> **TASK MATERIAL**:
###
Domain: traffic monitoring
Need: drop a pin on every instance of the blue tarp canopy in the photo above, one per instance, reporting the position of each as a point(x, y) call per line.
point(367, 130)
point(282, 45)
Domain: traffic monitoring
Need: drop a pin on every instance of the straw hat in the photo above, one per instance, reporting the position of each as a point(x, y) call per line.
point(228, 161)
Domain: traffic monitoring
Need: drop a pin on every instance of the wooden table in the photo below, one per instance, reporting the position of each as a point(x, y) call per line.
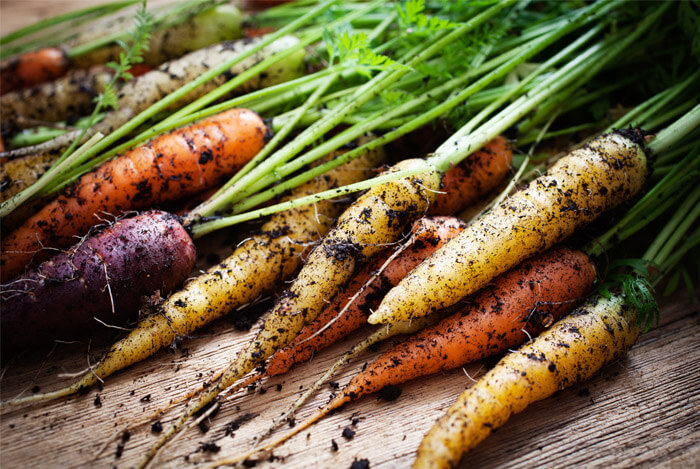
point(643, 410)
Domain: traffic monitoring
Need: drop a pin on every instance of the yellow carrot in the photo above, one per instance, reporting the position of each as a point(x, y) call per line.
point(578, 188)
point(572, 350)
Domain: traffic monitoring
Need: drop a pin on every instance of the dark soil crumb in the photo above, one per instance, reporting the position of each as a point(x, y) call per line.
point(244, 320)
point(209, 447)
point(213, 258)
point(491, 362)
point(204, 426)
point(390, 392)
point(360, 464)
###
> **SHORT TASK**: Rewrite the data above as a numbered list with one line per item and no blank lines. Leave out the picture.

> **FINAL RESULT**:
1. Domain: traffic monitoring
2. Need: drop a pin on every instance of the blue tarp canopy in the photo above, one per instance, reporting the position of each as a point(x, y) call per line.
3. point(367, 130)
4. point(282, 45)
5. Domain: traffic monitoring
6. Need: drop a pin on every instance of the straw hat in the photo above, one per instance, reporting the position of each as a point(x, y) call per line.
7. point(228, 161)
8. Domain: traffic monitoring
9. Need: drop a pin on every instance of the wooden table in the photo below, one per instance, reporting the position of each as a point(x, y) call per line.
10. point(643, 410)
11. Domain: traffic monitoring
12. Need: drop a pin on every instance of the yellow carrot in the photo above, one per instance, reporting the position of each as a point(x, y) call per line.
13. point(578, 188)
14. point(572, 350)
15. Domain: traffic monitoring
16. Need: drop a pin on every instance of the dark soil crumb in the photo above, one per instance, reporting the position of each as a point(x, y) call per line.
17. point(244, 320)
18. point(209, 447)
19. point(213, 258)
20. point(491, 362)
21. point(204, 426)
22. point(390, 392)
23. point(360, 464)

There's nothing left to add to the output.